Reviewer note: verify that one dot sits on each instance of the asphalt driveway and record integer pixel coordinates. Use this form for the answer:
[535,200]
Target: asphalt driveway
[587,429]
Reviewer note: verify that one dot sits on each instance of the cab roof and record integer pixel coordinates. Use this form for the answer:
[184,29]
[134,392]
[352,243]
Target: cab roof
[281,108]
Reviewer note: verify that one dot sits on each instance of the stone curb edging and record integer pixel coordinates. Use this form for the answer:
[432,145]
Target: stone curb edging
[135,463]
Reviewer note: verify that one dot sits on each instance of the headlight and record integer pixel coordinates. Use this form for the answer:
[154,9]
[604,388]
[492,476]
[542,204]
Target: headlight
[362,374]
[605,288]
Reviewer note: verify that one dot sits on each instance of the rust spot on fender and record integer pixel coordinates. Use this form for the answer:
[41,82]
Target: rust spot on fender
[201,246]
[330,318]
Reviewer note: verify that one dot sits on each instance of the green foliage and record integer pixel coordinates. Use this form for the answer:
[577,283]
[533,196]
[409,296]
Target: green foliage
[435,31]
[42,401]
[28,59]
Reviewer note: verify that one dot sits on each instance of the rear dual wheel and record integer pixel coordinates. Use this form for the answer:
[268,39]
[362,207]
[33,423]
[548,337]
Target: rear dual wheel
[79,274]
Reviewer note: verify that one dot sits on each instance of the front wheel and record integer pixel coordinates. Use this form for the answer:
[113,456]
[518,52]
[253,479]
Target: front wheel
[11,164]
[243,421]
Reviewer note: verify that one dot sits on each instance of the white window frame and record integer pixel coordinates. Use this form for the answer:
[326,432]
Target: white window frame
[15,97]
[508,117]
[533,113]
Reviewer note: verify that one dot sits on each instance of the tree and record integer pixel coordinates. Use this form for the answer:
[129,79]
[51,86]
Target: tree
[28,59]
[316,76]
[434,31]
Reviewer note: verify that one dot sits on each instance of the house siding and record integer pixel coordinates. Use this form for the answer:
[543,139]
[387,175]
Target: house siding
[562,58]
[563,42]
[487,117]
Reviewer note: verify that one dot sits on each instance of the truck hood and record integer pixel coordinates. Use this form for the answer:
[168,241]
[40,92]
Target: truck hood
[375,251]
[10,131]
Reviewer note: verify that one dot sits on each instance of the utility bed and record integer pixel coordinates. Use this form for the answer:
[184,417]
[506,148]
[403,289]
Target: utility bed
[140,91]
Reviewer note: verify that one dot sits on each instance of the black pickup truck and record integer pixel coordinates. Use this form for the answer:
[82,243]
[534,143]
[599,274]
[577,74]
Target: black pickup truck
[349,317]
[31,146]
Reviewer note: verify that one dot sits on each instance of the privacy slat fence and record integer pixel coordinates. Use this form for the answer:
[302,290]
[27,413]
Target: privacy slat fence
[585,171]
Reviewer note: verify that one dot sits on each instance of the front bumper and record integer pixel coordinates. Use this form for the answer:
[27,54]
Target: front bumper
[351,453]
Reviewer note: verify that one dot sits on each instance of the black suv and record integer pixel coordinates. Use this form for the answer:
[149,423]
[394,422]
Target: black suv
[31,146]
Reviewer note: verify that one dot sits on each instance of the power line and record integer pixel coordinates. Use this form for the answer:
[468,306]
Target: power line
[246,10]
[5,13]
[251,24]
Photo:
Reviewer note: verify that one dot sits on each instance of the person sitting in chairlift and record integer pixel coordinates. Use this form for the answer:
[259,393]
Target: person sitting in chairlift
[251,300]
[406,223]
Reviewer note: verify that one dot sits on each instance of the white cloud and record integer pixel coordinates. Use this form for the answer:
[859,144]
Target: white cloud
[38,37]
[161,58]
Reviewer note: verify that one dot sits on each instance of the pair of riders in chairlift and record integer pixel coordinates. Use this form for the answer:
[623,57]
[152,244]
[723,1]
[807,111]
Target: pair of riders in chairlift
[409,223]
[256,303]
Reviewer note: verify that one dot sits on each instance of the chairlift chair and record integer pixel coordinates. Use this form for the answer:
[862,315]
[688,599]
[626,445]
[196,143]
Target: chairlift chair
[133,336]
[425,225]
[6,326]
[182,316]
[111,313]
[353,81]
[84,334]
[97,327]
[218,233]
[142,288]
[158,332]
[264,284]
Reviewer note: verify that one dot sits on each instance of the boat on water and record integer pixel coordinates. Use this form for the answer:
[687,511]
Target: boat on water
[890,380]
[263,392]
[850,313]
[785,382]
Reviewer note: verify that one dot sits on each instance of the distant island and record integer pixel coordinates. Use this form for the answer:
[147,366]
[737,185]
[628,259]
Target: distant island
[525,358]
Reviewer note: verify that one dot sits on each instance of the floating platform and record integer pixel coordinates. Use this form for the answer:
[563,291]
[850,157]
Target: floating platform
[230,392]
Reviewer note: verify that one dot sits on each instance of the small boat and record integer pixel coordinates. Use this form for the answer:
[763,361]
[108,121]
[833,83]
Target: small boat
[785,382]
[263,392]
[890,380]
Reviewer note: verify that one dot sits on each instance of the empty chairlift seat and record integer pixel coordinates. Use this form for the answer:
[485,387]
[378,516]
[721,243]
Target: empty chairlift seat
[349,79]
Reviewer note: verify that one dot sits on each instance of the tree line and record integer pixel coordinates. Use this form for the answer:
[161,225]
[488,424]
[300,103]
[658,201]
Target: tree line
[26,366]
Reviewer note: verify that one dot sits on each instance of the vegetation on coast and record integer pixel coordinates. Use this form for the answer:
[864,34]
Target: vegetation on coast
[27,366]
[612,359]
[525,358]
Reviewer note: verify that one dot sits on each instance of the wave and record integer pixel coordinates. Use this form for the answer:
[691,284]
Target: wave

— Set exercise —
Rewrite the listing lines from the one containing "of the empty" through the end of the listing, both included, replacing "Reviewer note" with "Annotator note" and leaving everything else unchanged.

— Solution for this task —
Annotator note: verify that one dot sits on each instance of the empty chairlift seat and record integer pixel coordinates. Use this form for the answer:
[485,387]
[378,516]
[721,243]
Target: empty chairlift seat
[349,79]
Annotator note: verify that one dot sits on each instance of the tree line and record integer pixel coordinates. Use this form for the answer:
[161,225]
[488,424]
[300,103]
[658,201]
Target: tree line
[26,366]
Annotator note: verify that one dot sits on each instance of the vegetation on coast and record integer pixel coordinates. Use this form for the answer:
[864,34]
Target: vegetation on coast
[27,366]
[612,359]
[525,358]
Annotator note: verify that one dot sits on each instance of the wave and record integer pixel coordinates. Use this form for the answer:
[691,284]
Target: wave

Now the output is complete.